# Food price increases dramatically



## Quills (Jun 14, 2011)

A report on the CBC today -- http://www.cbc.ca/news/canada/manitoba/food-prices-skyrocket-in-manitoba-1.2128910

In short, food prices in Manitoba, my province, have increased over 23% in the past year. Call me paranoid but, could this be the beginning of hyperinflation? Is anyone else seeing this?

The provincial government has been maintaining up until the point that annual increases are no more than 3-5%, but consumers have been fully aware that that figure was low-balling reality for some time. I knew the increase was substantial -- but this is shocking.


----------



## boomer (Jul 13, 2011)

I also find that government figures are heavily biased towards the most affluent of people. Food is a much higher percentage of a budget for the people with the least income than for those with the most income. As a result the increase in food prices will generate a much higher rate of inflation for the poor than those who are spending a smaller percentage of their incomes on food.


----------



## UncleJoe (Jan 11, 2009)

Quills said:


> In short, food prices in Manitoba, my province, have increased over 23% in the past year. Call me paranoid but, could this be the beginning of hyperinflation? Is anyone else seeing this?


It's not just Canada. When I look at what I paid for stuff that I have had for over a year, on average, prices are up 10%-15%. Hyperinflation? I'm not sure we're at that point yet. I see hyperinflation as the monthly, weekly or even daily increases that are apparent to even the most oblivious people. JMHO.

| PROVIDED DATA |
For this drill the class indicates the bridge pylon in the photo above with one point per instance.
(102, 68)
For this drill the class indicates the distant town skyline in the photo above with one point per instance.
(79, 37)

| WHAT YOU NEED TO DO |
• a. Translate this sentence from the forum thread on food prices into Spanish: "Food is a much higher percentage of a budget for the people with the least income than for those with the most income."
• b. Reproduce the passage of the food price thread that lies between "## boomer (Jul" and "(Jan 11, 2009)", inclusive.

| THE RESULTS |
• a. La comida representa un porcentaje mucho mayor del presupuesto para las personas con menos ingresos que para quienes tienen más ingresos.

• b.
## boomer (Jul 13, 2011)

I also find that government figures are heavily biased towards the most affluent of people. Food is a much higher percentage of a budget for the people with the least income than for those with the most income. As a result the increase in food prices will generate a much higher rate of inflation for the poor than those who are spending a smaller percentage of their incomes on food.


----------



## UncleJoe (Jan 11, 2009)